**TASK INSTRUCTIONS:**
Pick out every line of the data below that contains the string "white" and copy each such line in full. Match case exactly.

**STORED DATA:**
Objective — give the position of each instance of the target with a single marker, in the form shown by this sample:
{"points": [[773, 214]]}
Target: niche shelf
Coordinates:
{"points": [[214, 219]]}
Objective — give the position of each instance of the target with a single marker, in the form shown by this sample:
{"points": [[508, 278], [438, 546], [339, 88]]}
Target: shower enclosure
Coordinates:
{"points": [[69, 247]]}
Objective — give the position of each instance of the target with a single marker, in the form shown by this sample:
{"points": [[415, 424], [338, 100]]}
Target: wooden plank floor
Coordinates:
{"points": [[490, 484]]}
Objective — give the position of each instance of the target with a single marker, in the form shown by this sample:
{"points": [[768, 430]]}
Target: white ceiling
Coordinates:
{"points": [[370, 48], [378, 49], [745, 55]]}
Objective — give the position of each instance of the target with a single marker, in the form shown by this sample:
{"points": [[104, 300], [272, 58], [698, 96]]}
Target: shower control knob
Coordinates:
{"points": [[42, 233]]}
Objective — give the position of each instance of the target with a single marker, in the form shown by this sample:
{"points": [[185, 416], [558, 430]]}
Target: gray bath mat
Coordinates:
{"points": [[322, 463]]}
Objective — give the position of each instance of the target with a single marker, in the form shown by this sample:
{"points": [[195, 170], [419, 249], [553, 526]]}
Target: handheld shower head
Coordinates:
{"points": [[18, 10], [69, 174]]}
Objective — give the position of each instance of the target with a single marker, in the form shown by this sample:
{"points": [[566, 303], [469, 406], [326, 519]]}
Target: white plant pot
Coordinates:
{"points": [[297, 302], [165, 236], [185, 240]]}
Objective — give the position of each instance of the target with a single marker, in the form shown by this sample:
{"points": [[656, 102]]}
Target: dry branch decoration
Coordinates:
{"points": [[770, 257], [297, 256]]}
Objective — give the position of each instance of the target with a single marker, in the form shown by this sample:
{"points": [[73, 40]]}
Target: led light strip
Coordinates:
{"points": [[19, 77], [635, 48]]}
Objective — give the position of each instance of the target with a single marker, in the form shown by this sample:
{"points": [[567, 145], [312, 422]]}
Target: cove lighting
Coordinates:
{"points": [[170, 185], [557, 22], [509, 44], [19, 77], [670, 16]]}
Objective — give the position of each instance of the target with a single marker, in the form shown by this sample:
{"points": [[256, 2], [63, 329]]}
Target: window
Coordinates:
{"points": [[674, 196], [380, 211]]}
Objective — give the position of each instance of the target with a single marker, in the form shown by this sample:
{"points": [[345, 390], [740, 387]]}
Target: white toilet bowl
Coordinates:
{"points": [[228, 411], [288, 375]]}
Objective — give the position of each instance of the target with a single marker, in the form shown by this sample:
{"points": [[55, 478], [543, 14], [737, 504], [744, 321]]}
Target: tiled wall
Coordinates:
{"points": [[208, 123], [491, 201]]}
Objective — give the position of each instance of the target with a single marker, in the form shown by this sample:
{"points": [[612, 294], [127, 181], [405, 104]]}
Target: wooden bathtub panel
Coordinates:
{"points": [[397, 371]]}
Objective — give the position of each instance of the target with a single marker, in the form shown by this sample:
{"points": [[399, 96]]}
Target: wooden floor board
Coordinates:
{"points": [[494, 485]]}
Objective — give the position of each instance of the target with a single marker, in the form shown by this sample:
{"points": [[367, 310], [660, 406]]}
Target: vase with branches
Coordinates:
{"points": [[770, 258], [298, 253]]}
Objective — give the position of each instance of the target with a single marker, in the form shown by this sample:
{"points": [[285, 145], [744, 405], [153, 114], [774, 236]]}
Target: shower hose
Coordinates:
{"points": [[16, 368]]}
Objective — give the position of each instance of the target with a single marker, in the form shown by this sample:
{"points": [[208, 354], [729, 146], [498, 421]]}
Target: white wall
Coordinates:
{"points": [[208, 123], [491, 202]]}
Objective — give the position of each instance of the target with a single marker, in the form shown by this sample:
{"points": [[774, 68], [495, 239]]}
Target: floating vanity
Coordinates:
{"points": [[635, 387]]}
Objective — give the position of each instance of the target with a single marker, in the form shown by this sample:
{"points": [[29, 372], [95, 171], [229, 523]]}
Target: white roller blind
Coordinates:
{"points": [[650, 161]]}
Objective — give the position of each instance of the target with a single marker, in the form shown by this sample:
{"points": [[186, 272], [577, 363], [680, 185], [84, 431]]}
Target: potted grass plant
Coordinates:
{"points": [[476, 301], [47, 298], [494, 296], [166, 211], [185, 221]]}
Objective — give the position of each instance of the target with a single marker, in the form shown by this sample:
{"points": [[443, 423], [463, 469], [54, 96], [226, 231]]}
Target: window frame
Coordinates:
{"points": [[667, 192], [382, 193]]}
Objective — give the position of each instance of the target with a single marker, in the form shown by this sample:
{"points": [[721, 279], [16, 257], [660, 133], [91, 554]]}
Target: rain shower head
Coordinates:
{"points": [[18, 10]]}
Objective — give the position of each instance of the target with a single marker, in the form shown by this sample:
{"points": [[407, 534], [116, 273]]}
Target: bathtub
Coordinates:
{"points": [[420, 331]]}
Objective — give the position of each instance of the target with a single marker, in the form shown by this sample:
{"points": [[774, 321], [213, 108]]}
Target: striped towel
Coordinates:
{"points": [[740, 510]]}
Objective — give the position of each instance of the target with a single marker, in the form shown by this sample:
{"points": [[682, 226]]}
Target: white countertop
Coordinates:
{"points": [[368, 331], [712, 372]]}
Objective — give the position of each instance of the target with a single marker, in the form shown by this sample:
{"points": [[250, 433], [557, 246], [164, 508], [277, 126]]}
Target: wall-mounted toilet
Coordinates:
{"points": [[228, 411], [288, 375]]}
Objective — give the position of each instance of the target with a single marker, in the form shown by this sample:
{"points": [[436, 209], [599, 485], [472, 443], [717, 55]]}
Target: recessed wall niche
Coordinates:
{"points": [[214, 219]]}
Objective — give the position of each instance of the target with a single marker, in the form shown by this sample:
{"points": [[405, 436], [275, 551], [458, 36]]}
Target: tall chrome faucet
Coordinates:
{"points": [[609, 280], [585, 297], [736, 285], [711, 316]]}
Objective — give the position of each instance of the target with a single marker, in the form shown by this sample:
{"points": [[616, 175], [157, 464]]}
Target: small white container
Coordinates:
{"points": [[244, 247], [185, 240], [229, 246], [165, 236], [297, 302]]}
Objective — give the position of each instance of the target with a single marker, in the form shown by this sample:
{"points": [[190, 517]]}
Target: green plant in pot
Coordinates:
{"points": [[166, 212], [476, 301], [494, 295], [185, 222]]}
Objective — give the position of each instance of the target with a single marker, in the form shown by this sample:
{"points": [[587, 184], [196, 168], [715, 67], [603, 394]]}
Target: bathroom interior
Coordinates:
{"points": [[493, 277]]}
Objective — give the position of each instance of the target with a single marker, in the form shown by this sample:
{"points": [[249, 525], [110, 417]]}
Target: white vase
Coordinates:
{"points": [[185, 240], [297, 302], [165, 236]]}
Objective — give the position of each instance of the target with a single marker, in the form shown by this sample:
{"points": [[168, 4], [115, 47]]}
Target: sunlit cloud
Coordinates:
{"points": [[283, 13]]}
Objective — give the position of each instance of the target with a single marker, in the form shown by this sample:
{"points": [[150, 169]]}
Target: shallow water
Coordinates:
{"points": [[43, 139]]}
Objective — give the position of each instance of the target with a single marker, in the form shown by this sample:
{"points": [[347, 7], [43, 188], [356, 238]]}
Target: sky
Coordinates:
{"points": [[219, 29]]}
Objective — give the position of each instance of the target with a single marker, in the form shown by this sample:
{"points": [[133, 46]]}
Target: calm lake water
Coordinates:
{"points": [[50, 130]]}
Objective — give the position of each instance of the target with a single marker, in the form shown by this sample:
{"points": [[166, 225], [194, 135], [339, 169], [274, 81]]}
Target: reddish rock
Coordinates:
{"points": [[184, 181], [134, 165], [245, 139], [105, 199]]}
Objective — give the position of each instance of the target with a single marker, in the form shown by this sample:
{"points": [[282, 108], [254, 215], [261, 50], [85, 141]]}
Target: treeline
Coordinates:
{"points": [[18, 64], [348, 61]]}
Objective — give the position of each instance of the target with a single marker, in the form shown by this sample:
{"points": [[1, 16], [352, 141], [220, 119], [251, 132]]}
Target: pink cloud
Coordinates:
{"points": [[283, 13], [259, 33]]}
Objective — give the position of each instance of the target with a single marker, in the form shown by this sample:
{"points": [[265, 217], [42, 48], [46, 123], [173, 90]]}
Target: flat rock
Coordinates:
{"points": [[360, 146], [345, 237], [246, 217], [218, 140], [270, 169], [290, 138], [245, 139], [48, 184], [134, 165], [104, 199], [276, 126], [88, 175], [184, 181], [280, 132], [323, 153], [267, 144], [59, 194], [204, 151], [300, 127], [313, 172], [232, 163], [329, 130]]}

**TASK RESPONSE:**
Target: white ceiling
Target: white plant pot
Target: white toilet bowl
Target: white wall
Target: white roller blind
Target: white countertop
Target: small white container
Target: white vase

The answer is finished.